=== STATED TASK ===
Copy out every line of the records word for word, with nothing changed or left out.

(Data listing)

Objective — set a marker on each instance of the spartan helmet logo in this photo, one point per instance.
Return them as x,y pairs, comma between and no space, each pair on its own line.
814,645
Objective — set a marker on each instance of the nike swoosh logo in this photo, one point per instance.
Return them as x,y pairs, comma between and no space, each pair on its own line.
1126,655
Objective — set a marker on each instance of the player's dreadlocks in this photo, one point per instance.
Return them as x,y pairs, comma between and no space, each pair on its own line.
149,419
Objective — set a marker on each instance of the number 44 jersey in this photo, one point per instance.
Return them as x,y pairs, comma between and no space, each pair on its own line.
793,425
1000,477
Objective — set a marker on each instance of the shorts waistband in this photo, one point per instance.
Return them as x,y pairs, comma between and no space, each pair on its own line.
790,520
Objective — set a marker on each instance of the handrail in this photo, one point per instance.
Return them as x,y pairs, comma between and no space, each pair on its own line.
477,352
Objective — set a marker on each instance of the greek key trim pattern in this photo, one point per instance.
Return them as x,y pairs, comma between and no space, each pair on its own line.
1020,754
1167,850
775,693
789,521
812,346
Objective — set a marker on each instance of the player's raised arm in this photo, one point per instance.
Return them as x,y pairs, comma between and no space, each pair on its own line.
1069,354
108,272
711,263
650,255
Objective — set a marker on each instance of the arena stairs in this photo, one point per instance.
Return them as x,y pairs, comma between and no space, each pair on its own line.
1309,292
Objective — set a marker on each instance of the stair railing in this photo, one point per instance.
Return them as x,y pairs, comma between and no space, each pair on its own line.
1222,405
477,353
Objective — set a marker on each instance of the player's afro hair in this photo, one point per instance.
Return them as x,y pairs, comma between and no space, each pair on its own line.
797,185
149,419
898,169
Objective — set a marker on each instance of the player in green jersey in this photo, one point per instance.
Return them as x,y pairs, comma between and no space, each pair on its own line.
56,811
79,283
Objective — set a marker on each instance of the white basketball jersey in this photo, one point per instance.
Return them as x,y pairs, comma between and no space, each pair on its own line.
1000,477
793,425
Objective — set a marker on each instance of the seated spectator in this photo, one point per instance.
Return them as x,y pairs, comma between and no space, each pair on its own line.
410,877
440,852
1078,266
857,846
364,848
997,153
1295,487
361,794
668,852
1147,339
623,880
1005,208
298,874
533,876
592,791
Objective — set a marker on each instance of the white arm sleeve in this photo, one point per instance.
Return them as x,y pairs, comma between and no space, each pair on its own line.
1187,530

=== ANSWER FOR THIS EXERCISE ===
Objective — set a marker on each instance of the spartan helmet logo in this photo, one point per instance.
Return them as x,y pairs, comma between and no space, each pair on its own line.
814,645
Objective — set a marker on each instance of the nike swoosh logo in this photo, one point per instance.
Return them as x,y pairs, comma between and no space, each pair on its own line.
1126,655
Objective — set a marker on each instance of the player's dreadlocks in this photo, one point per instance.
Return them as x,y pairs, comma between and no space, each pair on its own line.
149,419
Objective — set a marker on each instance of the number 44 jersey in this photo, one point per instance.
Return them as x,y pairs, comma between and no space, each pair on its own line.
793,425
1000,477
Objective — set a marker on each instance of the shorts waistband in this photo, one point per instance.
Return them as x,y pairs, comma between and no space, each pair on its own line.
790,520
Objective — set a marker on each instance of the handrail in this photo, one point per instance.
Return them as x,y pairs, comma between and no space, each pair on its own line.
477,352
Objective — set a marker on each instance of the greek key trim pattern in this photo, one point per instance.
Return them as x,y pairs, comma between and no space, each pair on its own line.
1020,754
1167,850
775,693
789,521
812,346
Objective — set a marker on each instance of the player's raised arm in this photo, one point per instance.
Return them as x,y pairs, comma between and no space, each pair on its own line.
1069,354
108,272
711,263
650,255
Objective — set a marker on each instance of the arena stairs in this photo, one point per instance.
Return them as x,y pairs, comma between and no space, each pair on its own line.
1309,292
Objective — set a marker on each instance of the stair railing in this photo, one point per instance.
Return them as x,y pairs, comma between and no space, each pair on its own line.
1222,405
477,353
Objective — set a marker on each instance of the player's afro hair in this photo, one point per instance.
Return them as x,y pairs, comma between and no space, each pair on its own line.
797,185
149,419
898,169
Objective — set a marker on each instance of the player in green jersey in this photo, one point per instance.
Return them as x,y pairs, comma between and no space, each pair on its own line.
56,811
79,283
Objective — set a marker on each instance of the white basketball jersey in this photo, one point per instance.
Return them as x,y pairs, comma between and no space, each pair on its own line.
1000,477
793,425
Objective — set a marker on each instance of the seated spectator in this photo, one point per instance.
Return them as x,y pairs, comma between and no space, each pair on its own line.
410,877
440,852
1078,266
857,846
364,848
997,153
1295,487
361,794
668,852
1147,339
623,880
1005,208
298,874
533,876
592,791
Objective — set a marker on each instance of the white arm sleeve in this photo, one point per instance.
Return them as x,y pairs, comma between and no space, each pair on its own line.
1187,530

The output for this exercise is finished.